WORK ORDER:
Please continue the newsmagazine article on new initiatives for educators, starting after its last paragraph.

Category: Spring 2020 Newsmagazine

Title: New Initiatives for Educators

By Vicki Valosik

Cover of the curriculum unit Islam and Politics, which includes a grid of 4 images
A new curriculum unit produced by CCAS and ACMCU

The Education Outreach program at CCAS offers workshops, training, and curriculum support to help K-14 teachers develop their knowledge about the Middle East and North Africa—and its diverse cultures, histories, and religions—from a global perspective. This year, CCAS Education Outreach Coordinator Dr. Susan Douglass and the Education Outreach program have undertaken several exciting new projects.

In January, CCAS produced—with support from Georgetown’s Alwaleed Bin Talal Center for Muslim-Christian Understanding (AC-MCU)—a new teaching unit titled Islam and Politics: A Curriculum Resource for high school teachers of world history, geography, and social studies. The unit presents critical moments and influential religious leaders from the 1700s to the 2000s. The impetus for creating this unit came in 2018 when Maryland education officials added new curricular requirements for teaching about Islam and politics at the 9th and 10th grade levels. According to state academic standards for secondary world history and geography, at least 30 states and the District of Columbia have requirements to teach on these topics. Despite this requirement, “few teachers are aware of or have access to sources about the long history of debate around ideas of reform and the role of religion in Muslim societies,” said Douglass. Given that textbooks change very slowly, CCAS prioritized creating a curriculum unit for teachers that would provide historical background and case studies on the variety of expressions of Islam and politics today, and help educators fulfill their state curriculum mandates.

Another exciting development for the CCAS Education Outreach program this winter was the release of an updated interactive website on Islamic Spain. Built by Unity Productions Foundation (UPF) in partnership with CCAS, the new website serves as a companion to the UPF film Cities of Light: the Rise and Fall of Islamic Spain and provides a detailed survey of the 700-year period of Muslim rule in the Iberian Peninsula and its significance to world history. Dr. Douglass served as a lead content developer for the original site, ensuring that it met teacher needs and state academic standards for world history. Eosin Chelius, a sophomore at Georgetown and a 2019-2020 BSFS Scholar at CCAS, updated the content and source materials and ensured the new site’s accessibility. The website covers scientific and agricultural technologies, interfaith coexistence, arts, architecture, and literature, and features timelines, glossaries and maps. “The topic of Islamic Spain is important to teachers because it represents an exceptional place and time that defies the artificial division between East and West—when Muslims, Jews and Christians lived and interacted socially, religiously and intellectually under Muslim rule,” said Douglass. “This period of cultural exchange resulted in the transfer of scientific, artistic and technological advancements to Europe and Afroeurasia.”

RECORD EXTRACTS:

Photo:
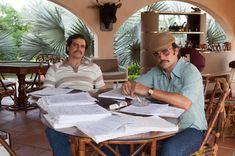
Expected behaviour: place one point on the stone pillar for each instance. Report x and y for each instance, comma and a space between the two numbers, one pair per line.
149, 26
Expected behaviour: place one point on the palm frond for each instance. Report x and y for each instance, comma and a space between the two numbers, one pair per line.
215, 33
47, 28
7, 46
34, 45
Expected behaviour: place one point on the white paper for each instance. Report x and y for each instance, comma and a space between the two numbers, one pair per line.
50, 92
114, 94
154, 109
67, 99
151, 124
67, 116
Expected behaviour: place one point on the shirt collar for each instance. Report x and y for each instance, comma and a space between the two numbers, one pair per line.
177, 69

EXPECTED ANSWER:
scene from Andalusian spain and cover image of the Islamic Spain website
A newly launched website on Islamic Spain produced by UPF in partnership with CCAS

Having provided quality programming for educators in the greater Washington D.C. area for several decades, the Education Out-reach program has recently taken steps to expand its audience beyond the region. Thanks to funding from the U.S. Department of Education, CCAS offered travel grants to bring out-of-state teachers to the 2018 and 2019 summer teacher institutes. In addition to hosting teachers on campus and at local partner organizations such as the Smithsonian, Freer|Sackler, and Howard University, CCAS has taken its content to institutions across the country. Dr. Douglass has worked with states, counties, and public school systems on curriculum issues and traveled to more than a dozen states to lead workshops and build partnerships, particularly with underserved and minority-serving institutions. In response to COVID-19, the Education Outreach program has moved its spring and summer work-shops online and anticipates hosting its largest-ever number of participants at the virtual Summer Teacher Institute 2020: “Connected Histories of the Renaissance.” The institute will be held August 3-7 and will feature pre-recorded lectures, live discussions, virtual exhibits, and collaborative content and pedagogy activities. Click here for more information on the 2020 Summer Teacher Institute.

Much of the work of the Education Outreach program is funded by a U.S. Department of Education Title VI grant designating CCAS and its partners as a National Resource Center on the Middle East and North Africa (NRC-MENA). You can learn about our programming for educators, access teaching materials, register for workshops, or watch videos from past events on the newly redesigned Education Outreach section of the CCAS website.

Vicki Valosik is the Multimedia & Publications Editor at CCAS.

 

This article first appeared in the Spring 2020 issue of the CCAS Newsmagazine.